What to work on
(a) According to the Fear and Loathing in Aspen review, how many years passed between Where the Buffalo Roam and Fear and Loathing in Las Vegas?
(b) Rewrite the passage of the Fear and Loathing in Aspen review that begins at the words "Of course, numerous" and stops after "spiked with mescaline.", replacing "whiskey" with "bourbon".
(c) Continue the Fear and Loathing in Aspen review from where it stops.

Excerpted text
The human-sized lizard hallucinations are melting into the carpet with joy as we now have the fourth film in the Hunter S. Thompson Universe, Fear and Loathing in Aspen. Believe it or not, it has been a solid decade since the last Thompson fictional film, which is the shortest period between HSTU films. After the underrated Where the Buffalo Roam, it was a full 18 years before Terry Gilliam unleashed Fear and Loathing in Las Vegas. Then it was a 13-year stretch before The Rum Diary.
Of course, numerous documentaries came out in-between, but they don’t match the thrill of being locked in a fictional narrative with someone drug waving a sharp knife in your eye. Thompson is a historical figure whose legend is the perfect cinematic personification of outlaw freedom for a certain generation, just like Doc Holliday and Davy Crockett were symbols for the Boomers in their black and white TV frontier. But, instead of taming the West of the imagination, Thompson assaults reality with whiskey, a gun, and a saddlebag of strange herbs and powders. This persona in a movie blasts through the plot like a human cannonball, summoning craziness and championing the doomed against the conglomerate of swine. And like previous Thompson adventures, writer-director Bobby Kennedy III hits the system like a snow-cooled six-pack spiked with mescaline.

Extracted records
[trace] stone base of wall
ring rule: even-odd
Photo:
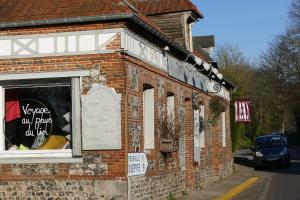
[[[96,180],[0,181],[0,199],[127,200],[127,182]]]
[[[166,173],[159,176],[133,176],[129,178],[130,200],[168,199],[185,191],[185,173]]]
[[[220,181],[233,173],[233,162],[228,162],[225,165],[220,165],[218,175],[214,175],[211,167],[201,168],[196,172],[196,189],[206,188],[212,183]]]

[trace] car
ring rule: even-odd
[[[253,151],[256,169],[274,163],[291,166],[286,139],[280,134],[256,137]]]

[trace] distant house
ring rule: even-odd
[[[193,53],[202,17],[189,0],[0,3],[1,198],[167,199],[231,174],[233,85]]]

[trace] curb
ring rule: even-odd
[[[258,179],[259,179],[258,176],[253,176],[253,177],[249,178],[248,180],[246,180],[245,182],[241,183],[240,185],[230,189],[225,194],[217,197],[215,200],[230,200],[233,197],[235,197],[236,195],[238,195],[239,193],[245,191],[247,188],[252,186]]]

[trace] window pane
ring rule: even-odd
[[[5,149],[70,148],[70,86],[5,90]]]

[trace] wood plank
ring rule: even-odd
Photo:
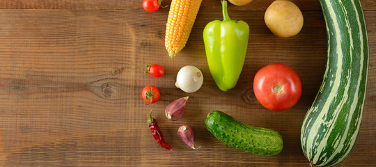
[[[324,69],[321,12],[304,11],[305,26],[290,38],[274,36],[263,23],[263,11],[229,13],[249,23],[251,32],[238,84],[224,93],[210,76],[202,39],[205,25],[221,19],[218,10],[199,13],[186,47],[173,59],[164,44],[168,10],[0,10],[0,166],[308,166],[299,132]],[[370,53],[365,111],[355,146],[340,166],[376,164],[376,11],[365,13]],[[257,70],[274,62],[295,69],[303,84],[300,101],[283,112],[264,109],[251,87]],[[143,75],[143,66],[150,63],[163,65],[165,76]],[[204,84],[197,93],[175,88],[176,74],[186,65],[203,73]],[[148,84],[162,94],[150,106],[140,95]],[[185,95],[190,98],[183,117],[167,120],[164,107]],[[152,108],[173,153],[160,148],[150,133],[146,119]],[[283,152],[260,157],[218,141],[204,122],[216,109],[279,132]],[[201,149],[193,150],[180,141],[176,131],[183,123],[194,127]]]
[[[265,10],[274,0],[253,0],[251,3],[244,6],[229,5],[229,9],[237,10]],[[164,0],[163,6],[171,3],[171,0]],[[318,0],[291,0],[301,10],[320,10]],[[376,1],[374,0],[361,0],[365,10],[376,10]],[[118,0],[3,0],[0,1],[0,8],[3,9],[107,9],[107,10],[143,10],[142,1],[118,1]],[[200,10],[221,10],[219,1],[204,0]],[[159,9],[168,10],[169,8]]]

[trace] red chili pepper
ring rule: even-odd
[[[149,114],[149,119],[148,119],[148,123],[149,124],[149,128],[150,129],[152,136],[154,137],[154,139],[155,139],[155,141],[158,143],[158,144],[161,145],[162,148],[166,148],[172,152],[173,150],[171,146],[167,143],[164,142],[163,135],[161,132],[161,130],[159,129],[159,127],[158,127],[158,125],[157,124],[157,121],[155,120],[155,119],[151,117],[152,111],[152,109],[150,111],[150,113]]]

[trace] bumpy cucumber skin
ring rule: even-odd
[[[218,140],[244,152],[272,156],[283,148],[283,141],[277,132],[243,124],[219,111],[209,113],[205,124]]]

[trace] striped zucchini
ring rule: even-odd
[[[368,71],[368,42],[359,0],[320,0],[327,28],[322,84],[308,110],[301,148],[311,166],[345,159],[359,130]]]

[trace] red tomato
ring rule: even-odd
[[[265,108],[284,111],[299,101],[301,82],[292,68],[281,63],[272,63],[257,72],[253,91],[258,102]]]
[[[158,0],[143,0],[142,1],[142,8],[148,12],[155,12],[161,6]]]
[[[153,64],[145,67],[148,69],[146,72],[154,77],[161,77],[164,74],[164,69],[159,65]]]
[[[158,102],[160,96],[159,90],[153,86],[146,86],[142,89],[142,98],[148,104]]]

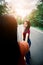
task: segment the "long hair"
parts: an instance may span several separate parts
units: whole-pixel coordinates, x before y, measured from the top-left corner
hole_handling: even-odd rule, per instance
[[[0,16],[0,44],[7,44],[7,46],[3,46],[2,52],[5,52],[6,59],[10,60],[9,63],[13,61],[14,65],[17,65],[20,57],[20,50],[17,43],[17,21],[13,16]]]

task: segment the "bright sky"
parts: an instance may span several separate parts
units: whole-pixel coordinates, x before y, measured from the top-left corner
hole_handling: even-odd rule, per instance
[[[15,11],[16,15],[24,18],[29,15],[34,8],[36,8],[36,3],[38,0],[5,0]]]

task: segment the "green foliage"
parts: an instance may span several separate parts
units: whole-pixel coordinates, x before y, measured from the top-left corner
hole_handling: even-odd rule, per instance
[[[32,26],[43,28],[43,2],[37,5],[37,10],[33,10],[28,19]]]
[[[20,17],[17,17],[17,22],[18,22],[18,24],[23,24],[23,21]]]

Results of the tasks
(a) A full 18 years.

(b)
Of course, numerous documentaries came out in-between, but they don’t match the thrill of being locked in a fictional narrative with someone drug waving a sharp knife in your eye. Thompson is a historical figure whose legend is the perfect cinematic personification of outlaw freedom for a certain generation, just like Doc Holliday and Davy Crockett were symbols for the Boomers in their black and white TV frontier. But, instead of taming the West of the imagination, Thompson assaults reality with bourbon, a gun, and a saddlebag of strange herbs and powders. This persona in a movie blasts through the plot like a human cannonball, summoning craziness and championing the doomed against the conglomerate of swine. And like previous Thompson adventures, writer-director Bobby Kennedy III hits the system like a snow-cooled six-pack spiked with mescaline.

(c)
“…a cycle of political addiction that would ravage Thompson for the rest of his days…”
In Colorado, at the end of the 1960s, Hunter (Jay Bulger) fled to a quiet cabin in the woods to start a family and write a novel. One day he noticed, while tripping in the woods, some bad s**t flowing in the stream, which he proceeds to scoop up in a bucket to pour on an Aspen town council meeting. This begins a cycle of political addiction that would ravage Thompson for the rest of his days, as he begins to realize the power that could be harnessed if he could convince stoned hippies to vote. He then gets hired by Rolling Stone to write articles about whatever he happens to be bringing the fear and loathing upon.
Now, balls tripping freaks face off against button-downed developers. With powerful psychedelics on their side, the weirdos keep pulling the checkerboard out from under the campaign. One beautiful sequence sees Hunter having his head shaved with a straight razor so that he would be able to call his Republican rival his long-haired opponent. However, as Hunter is a wild crayon scribble across normality, he proves not to be the easiest person to run a campaign for or be in a family with.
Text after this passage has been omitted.